---------- DATA IN THIS EXERCISE ----------

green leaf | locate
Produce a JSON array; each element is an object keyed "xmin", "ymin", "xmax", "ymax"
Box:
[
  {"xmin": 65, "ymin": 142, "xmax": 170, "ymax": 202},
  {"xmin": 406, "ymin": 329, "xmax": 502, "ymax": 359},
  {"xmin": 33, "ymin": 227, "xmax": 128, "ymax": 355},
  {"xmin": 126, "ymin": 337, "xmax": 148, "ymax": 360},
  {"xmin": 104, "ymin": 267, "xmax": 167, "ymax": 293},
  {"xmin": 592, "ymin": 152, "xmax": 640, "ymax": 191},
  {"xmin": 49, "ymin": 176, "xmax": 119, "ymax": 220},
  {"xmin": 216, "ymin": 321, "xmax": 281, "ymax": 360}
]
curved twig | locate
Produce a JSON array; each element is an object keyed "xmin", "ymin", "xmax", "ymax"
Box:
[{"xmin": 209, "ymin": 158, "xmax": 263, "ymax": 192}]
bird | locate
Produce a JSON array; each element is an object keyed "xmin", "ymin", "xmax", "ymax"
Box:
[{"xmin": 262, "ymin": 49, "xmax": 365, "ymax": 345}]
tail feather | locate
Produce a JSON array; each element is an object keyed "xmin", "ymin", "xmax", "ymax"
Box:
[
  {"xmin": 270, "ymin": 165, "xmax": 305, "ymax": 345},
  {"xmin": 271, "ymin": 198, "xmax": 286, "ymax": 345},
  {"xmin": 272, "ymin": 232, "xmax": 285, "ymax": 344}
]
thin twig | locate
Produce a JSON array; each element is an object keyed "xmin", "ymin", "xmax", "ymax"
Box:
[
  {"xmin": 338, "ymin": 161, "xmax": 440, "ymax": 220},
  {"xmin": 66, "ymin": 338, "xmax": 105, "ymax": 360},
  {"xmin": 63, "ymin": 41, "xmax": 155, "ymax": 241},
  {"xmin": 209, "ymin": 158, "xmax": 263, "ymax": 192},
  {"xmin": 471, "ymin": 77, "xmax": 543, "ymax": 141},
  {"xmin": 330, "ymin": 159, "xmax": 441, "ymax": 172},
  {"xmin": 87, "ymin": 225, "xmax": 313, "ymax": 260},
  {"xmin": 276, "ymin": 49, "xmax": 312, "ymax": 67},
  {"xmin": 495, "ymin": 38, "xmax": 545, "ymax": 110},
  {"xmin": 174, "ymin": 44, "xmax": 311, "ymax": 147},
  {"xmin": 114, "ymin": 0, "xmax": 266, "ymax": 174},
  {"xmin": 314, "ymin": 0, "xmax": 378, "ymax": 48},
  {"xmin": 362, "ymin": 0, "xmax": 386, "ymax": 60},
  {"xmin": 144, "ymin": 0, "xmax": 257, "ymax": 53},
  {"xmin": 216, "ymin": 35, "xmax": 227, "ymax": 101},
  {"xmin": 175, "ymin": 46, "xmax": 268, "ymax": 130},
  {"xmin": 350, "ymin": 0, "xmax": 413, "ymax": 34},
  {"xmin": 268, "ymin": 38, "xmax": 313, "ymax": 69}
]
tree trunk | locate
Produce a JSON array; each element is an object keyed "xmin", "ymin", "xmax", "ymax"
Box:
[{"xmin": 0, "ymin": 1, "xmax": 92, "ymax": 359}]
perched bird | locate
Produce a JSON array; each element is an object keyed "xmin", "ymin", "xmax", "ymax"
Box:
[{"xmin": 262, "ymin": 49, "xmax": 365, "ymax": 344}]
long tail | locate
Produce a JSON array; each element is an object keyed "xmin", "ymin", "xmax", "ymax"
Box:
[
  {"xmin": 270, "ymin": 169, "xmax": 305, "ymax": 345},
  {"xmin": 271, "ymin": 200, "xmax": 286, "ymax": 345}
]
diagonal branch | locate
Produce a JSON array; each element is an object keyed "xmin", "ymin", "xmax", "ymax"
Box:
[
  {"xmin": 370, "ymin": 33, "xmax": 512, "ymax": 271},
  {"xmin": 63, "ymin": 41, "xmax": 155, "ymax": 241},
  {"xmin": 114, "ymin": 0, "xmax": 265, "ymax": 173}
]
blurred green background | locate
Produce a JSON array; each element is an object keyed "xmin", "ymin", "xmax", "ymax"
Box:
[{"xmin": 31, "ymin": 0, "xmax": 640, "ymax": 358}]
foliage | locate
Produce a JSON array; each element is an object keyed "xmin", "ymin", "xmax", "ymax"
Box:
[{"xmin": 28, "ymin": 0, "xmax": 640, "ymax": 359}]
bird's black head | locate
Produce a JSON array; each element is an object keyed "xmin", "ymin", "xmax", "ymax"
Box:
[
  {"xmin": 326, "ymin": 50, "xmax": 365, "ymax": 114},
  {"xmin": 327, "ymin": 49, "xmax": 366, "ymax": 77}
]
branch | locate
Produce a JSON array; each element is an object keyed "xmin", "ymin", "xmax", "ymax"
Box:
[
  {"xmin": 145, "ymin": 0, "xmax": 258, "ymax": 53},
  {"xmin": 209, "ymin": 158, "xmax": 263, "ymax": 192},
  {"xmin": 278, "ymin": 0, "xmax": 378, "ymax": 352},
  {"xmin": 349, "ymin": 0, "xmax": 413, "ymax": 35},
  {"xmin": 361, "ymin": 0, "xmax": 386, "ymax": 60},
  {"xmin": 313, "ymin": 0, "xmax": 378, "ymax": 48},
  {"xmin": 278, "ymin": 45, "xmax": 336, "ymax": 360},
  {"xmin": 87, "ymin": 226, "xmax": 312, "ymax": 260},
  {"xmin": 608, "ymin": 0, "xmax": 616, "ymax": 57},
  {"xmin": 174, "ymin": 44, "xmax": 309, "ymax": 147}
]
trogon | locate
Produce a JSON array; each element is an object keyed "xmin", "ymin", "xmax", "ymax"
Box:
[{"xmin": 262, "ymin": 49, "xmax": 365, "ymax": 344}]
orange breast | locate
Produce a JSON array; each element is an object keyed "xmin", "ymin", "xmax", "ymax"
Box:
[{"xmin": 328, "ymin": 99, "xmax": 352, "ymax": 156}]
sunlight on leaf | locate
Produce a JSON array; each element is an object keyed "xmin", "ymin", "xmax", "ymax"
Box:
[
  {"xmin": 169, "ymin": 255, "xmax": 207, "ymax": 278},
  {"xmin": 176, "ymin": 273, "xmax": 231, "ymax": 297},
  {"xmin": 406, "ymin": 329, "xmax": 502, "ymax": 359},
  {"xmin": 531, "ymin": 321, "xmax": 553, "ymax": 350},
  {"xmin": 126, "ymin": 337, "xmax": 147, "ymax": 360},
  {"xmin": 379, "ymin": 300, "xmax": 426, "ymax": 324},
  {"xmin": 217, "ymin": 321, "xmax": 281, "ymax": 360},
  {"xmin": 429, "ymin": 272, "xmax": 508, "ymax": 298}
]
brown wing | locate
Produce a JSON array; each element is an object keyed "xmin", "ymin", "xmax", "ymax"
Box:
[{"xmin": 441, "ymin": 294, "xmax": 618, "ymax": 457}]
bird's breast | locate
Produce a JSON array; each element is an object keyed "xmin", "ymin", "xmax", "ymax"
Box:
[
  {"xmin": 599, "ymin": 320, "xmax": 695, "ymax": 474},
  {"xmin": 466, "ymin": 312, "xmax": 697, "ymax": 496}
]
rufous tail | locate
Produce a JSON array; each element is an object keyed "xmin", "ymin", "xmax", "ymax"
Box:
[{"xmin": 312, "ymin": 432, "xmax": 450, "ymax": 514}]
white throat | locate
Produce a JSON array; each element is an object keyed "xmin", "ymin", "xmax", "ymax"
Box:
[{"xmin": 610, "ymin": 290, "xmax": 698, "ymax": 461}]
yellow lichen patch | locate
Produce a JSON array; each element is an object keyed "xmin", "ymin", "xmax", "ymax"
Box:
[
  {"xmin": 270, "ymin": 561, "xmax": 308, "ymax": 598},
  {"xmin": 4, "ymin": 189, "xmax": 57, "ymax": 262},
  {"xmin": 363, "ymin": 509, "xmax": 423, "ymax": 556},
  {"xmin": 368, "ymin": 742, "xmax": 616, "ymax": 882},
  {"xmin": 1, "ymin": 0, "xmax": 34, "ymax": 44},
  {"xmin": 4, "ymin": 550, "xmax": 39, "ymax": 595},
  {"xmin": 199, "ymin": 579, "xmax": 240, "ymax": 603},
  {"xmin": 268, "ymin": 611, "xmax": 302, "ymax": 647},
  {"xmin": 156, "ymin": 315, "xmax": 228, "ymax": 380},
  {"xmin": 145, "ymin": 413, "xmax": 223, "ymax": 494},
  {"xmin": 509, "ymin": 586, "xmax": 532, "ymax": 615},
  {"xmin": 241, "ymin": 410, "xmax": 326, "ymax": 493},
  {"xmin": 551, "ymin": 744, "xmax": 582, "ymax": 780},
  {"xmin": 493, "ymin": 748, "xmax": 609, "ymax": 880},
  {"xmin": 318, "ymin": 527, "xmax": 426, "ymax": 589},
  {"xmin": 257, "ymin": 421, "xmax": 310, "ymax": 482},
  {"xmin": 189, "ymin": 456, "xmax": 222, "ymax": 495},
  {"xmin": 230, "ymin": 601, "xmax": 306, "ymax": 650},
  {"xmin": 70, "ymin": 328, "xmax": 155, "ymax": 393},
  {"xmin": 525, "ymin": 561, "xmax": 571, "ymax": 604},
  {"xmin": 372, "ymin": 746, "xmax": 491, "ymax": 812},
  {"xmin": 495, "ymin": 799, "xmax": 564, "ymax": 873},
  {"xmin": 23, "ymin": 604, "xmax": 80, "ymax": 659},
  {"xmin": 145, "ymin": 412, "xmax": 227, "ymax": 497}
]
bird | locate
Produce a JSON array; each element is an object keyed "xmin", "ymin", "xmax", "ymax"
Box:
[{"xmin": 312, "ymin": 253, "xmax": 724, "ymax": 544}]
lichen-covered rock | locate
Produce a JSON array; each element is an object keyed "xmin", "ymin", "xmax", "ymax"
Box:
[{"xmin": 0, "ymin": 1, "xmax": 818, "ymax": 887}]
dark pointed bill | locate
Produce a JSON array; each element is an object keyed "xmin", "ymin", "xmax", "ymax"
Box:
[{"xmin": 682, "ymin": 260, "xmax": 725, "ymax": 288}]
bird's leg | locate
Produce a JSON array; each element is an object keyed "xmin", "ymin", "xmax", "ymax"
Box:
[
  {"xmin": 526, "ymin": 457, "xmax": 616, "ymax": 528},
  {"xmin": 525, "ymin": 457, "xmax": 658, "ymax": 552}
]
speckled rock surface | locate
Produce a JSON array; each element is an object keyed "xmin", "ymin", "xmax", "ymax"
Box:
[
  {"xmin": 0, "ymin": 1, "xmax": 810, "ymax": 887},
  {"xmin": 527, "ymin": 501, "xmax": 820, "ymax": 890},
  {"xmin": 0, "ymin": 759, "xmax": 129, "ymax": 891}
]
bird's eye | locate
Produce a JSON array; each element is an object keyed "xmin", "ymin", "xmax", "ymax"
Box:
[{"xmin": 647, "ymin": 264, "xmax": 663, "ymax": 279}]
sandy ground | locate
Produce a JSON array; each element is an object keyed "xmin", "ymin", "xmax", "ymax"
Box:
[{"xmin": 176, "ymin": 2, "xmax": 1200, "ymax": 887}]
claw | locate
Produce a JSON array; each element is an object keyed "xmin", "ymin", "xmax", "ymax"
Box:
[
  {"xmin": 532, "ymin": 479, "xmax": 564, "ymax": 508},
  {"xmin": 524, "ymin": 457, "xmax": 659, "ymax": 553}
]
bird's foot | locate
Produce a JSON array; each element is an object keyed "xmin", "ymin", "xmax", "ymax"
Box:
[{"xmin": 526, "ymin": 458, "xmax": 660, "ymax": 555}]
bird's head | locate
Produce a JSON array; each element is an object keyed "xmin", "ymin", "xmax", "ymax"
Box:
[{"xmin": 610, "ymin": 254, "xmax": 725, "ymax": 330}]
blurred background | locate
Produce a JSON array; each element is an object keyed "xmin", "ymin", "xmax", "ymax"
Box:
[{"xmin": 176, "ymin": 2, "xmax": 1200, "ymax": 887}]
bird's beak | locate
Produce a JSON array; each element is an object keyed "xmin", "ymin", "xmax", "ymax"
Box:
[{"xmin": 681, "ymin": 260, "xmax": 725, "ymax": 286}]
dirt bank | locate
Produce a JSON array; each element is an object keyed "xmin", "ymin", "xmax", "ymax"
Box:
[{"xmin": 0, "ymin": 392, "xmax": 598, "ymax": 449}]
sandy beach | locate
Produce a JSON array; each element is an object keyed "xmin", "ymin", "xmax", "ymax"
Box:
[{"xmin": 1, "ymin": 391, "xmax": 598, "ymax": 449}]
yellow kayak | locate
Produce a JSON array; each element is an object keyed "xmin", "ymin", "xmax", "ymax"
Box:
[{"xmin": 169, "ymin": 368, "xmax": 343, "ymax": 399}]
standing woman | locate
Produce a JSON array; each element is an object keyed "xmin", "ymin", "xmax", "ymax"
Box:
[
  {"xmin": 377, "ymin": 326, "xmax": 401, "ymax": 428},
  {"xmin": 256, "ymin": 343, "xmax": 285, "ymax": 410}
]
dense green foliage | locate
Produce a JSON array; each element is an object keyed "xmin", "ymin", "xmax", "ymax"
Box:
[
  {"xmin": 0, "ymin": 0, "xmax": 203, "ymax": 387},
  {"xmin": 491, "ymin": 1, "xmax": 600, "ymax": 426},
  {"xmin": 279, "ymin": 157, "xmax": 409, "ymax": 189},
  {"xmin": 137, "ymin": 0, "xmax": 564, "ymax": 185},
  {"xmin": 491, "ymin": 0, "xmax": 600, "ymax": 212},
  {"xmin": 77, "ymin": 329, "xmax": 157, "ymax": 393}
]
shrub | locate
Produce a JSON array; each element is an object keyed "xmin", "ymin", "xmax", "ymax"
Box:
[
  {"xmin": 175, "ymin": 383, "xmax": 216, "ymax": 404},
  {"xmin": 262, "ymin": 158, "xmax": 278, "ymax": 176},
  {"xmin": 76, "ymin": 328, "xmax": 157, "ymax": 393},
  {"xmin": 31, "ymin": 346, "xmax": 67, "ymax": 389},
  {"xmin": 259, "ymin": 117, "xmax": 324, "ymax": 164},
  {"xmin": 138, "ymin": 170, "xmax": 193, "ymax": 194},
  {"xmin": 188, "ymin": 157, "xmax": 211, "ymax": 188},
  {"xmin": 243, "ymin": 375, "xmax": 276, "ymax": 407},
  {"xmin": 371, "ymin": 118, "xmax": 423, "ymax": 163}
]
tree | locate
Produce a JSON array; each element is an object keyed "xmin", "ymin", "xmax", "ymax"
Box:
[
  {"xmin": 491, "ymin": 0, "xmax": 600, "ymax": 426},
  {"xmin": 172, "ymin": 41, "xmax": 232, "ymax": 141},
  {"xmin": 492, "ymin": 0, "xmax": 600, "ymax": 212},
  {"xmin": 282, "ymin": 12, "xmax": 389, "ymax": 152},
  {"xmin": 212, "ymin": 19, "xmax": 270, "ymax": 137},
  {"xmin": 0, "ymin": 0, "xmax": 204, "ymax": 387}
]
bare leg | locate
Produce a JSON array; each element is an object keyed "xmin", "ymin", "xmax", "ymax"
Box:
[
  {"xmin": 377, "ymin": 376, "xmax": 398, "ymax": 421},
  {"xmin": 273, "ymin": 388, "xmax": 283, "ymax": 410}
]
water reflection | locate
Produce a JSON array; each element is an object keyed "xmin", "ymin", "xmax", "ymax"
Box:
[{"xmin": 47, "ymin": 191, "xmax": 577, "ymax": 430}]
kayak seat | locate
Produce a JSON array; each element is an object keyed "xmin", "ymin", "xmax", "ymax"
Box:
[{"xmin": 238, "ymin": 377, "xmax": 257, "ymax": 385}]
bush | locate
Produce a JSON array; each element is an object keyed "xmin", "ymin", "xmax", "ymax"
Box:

----------

--- PROBLEM STATEMENT ---
The response must contain each line above that holds the string "blurred".

--- TASK RESPONSE ---
blurred green background | locate
blurred background | locate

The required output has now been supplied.